## [EXTRAIT DE PAGE]
□ □ □

En clair, nous avons tout simplement remarqué l’expressivité des scènes du clip, comme ce fut le cas avec le clip de Faso Kombat. En réalité les jeux des différents acteurs sont tellement expressifs que l’on peut appréhender à priori la thématique de la chanson. Autrement dit, rien qu’en suivant le clip sans le son, l’on peut plus ou moins facilement savoir qu’il s’agit dans la chanson d’une fille que le père veut donner en mariage à un plus offrant et que cette dernière s’érige contre ce mariage. Par ailleurs, l’expressivité de l’image que suscite l’art de Smockey est traduite par Barry Saidou Alceny, dans le quotidien burkinabè L’observateur Paalga : « Ses textes sont des historiettes qui peuvent être visualisées. Le recours au bruitage et aux dialogues dans ses chansons fait que leur mise en clip est très réussie. » (L’OBSERVATEUR PAALGA n°6864, 12 avril 2007)
Cependant, répétons-nous, l’image est chez les Négro-africains, corrélativement liée au rythme.

□ □ □

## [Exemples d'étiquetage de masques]
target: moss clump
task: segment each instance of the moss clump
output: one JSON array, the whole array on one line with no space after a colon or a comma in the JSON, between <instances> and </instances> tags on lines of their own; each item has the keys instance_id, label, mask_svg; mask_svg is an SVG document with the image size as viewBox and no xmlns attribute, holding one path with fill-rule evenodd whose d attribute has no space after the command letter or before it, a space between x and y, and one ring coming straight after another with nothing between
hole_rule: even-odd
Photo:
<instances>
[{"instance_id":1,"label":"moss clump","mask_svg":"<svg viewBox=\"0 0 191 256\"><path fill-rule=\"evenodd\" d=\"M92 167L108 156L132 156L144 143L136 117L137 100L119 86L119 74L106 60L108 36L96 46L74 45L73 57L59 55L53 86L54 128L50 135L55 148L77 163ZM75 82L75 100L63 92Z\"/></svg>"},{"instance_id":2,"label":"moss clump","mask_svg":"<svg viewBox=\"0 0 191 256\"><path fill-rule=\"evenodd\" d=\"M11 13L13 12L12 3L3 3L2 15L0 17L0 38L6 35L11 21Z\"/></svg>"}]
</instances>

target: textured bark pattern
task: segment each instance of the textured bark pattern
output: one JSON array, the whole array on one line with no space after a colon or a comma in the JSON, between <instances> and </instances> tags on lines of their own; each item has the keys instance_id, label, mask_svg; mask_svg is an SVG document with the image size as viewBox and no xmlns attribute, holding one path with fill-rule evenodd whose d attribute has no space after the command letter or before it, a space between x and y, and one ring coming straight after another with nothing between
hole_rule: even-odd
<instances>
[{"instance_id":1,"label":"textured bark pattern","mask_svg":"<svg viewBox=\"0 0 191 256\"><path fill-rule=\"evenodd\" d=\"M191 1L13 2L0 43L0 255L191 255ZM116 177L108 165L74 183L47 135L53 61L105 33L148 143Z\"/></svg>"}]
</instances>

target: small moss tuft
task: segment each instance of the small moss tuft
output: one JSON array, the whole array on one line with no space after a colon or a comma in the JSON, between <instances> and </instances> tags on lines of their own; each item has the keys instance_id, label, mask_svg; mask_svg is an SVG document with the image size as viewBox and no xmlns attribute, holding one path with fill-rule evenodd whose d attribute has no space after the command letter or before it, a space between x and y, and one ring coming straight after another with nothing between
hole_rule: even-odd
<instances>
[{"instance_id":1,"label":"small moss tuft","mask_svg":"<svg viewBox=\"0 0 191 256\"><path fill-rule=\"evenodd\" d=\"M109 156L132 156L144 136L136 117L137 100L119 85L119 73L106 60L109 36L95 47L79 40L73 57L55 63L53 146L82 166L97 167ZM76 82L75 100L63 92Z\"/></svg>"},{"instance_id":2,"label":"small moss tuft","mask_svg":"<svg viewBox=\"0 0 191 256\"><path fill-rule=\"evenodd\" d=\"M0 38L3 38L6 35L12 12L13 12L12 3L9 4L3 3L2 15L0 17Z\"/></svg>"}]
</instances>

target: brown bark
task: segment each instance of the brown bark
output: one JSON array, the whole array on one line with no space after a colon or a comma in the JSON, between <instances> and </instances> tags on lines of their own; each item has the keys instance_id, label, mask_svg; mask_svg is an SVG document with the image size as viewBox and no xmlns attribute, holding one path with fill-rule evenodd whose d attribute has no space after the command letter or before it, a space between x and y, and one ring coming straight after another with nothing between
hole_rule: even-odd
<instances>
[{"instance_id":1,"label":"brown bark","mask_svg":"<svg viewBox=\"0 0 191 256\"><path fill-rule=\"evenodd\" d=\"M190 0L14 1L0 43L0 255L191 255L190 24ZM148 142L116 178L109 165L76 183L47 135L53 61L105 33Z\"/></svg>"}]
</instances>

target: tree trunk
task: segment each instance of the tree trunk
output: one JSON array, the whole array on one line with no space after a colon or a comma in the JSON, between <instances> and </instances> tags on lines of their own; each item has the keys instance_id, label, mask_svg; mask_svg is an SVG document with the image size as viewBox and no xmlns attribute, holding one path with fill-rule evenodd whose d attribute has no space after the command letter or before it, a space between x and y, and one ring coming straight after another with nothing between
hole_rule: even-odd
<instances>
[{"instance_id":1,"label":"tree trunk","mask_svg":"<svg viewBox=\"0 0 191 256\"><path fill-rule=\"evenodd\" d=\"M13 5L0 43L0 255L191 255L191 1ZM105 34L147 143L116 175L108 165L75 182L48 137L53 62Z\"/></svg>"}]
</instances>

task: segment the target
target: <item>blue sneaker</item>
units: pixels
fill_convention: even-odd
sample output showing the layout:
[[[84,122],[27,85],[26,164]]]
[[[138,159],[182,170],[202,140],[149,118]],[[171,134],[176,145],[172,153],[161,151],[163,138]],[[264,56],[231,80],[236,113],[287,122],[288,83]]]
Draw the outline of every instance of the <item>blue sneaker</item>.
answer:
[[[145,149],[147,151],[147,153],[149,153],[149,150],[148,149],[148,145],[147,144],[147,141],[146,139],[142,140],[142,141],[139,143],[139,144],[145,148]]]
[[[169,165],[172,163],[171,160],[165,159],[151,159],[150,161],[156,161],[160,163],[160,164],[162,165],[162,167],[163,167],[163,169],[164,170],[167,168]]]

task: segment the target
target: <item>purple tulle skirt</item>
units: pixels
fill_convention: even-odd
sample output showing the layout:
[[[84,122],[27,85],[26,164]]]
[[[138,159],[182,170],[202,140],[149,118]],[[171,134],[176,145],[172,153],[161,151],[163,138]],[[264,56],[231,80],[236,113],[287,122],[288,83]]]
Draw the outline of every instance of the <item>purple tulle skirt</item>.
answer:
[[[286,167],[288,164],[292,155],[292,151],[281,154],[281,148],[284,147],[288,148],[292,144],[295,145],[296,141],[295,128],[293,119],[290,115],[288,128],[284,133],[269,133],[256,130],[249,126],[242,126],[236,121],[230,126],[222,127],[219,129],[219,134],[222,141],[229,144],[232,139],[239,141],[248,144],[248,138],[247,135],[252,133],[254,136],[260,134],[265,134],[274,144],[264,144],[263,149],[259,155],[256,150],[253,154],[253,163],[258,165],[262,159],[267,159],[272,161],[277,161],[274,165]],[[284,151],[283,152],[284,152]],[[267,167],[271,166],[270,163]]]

□ □ □

## [LISTE DES TÂCHES]
1. Parmi les lignes de données, recopiez fidèlement celles qui s'étendent de la ligne contenant « target: tree trunk » à la ligne contenant « task: segment each instance of the tree trunk », ces deux lignes incluses.
2. Rédigez la suite de l'extrait de page sur les clips de Smockey, en reprenant immédiatement après sa dernière phrase.

## [RÉPONSES ATTENDUES]
1.
target: tree trunk
task: segment each instance of the tree trunk

2.
Un élément de rythme dans la vidéo de Smockey est le refrain. De fait, un des éléments rythmiques dans la musique rap audio est le refrain. De façon générale, les chansons rap burkinabè contiennent des refrains qui interviennent après chaque couplet ; ce qui offre un rythme remarquable. De façon standard, cette combinaison peut se présenter comme suit :
Toutefois, ce qui est valable pour les chansons rap est valable pour le clip de « I Yamma » de Smockey. Si dans la chanson audio le rythme réside dans un phénomène auditif, dans le clip, naturellement, il réside dans un phénomène visuel, gestuel, presque rituel. En réalité, toutes les quatre fois que le refrain est chanté dans le clip, le vieux Biri est donné à voir, chantant, jouant son kundé, et tout autour de lui, des danseurs avec les castagnettes aux jambes. Il est aussi accompagné de Smockey qui se joint aux danseurs pour la reprise du refrain en chœur et pour la danse. Cet aspect du rythme que nous évoquons trouve à notre sens, sa formule dans ces quelques lignes de Senghor que voici :
Tout d’abord, on n’y ménage pas l’intérêt dramatique, plus exactement, ménager l’intérêt dramatique n’y consiste pas, comme aujourd’hui dans le récit européen, à proscrire la répétition ; tout au contraire, l’intérêt dramatique y naît de la répétition : répétition d’un fait, d’un geste, d’un chant, de paroles qui font leitmotiv. Mais il y a, presque toujours, introduction d’un élément nouveau, variation de la répétition, unité dans la diversité. C’est cet élément nouveau qui souligne la progression dramatique. (Ibid. : 213-214)
Une chose nous parait importante à préciser à travers cette citation. Il y a que l’ « introduction d’un élément nouveau, (la) variation de la répétition » réside au fait qu’au premier refrain, le téléviseur est présenté, contenant des images du Vieux Biri et de sa compagnie ; au deuxième refrain, il n’y a guère de téléviseur, le Vieux Biri et sa compagnie font simplement le plein de l’écran, au troisième refrain, le téléviseur revient, et enfin, au quatrième, le vieux Biri, Smockey et les danseurs (de Djéka) en uniforme ne sont plus seuls ; il y a les femmes victorieuses des hommes, la fille promise entre autres, qui se mêlent à la fête.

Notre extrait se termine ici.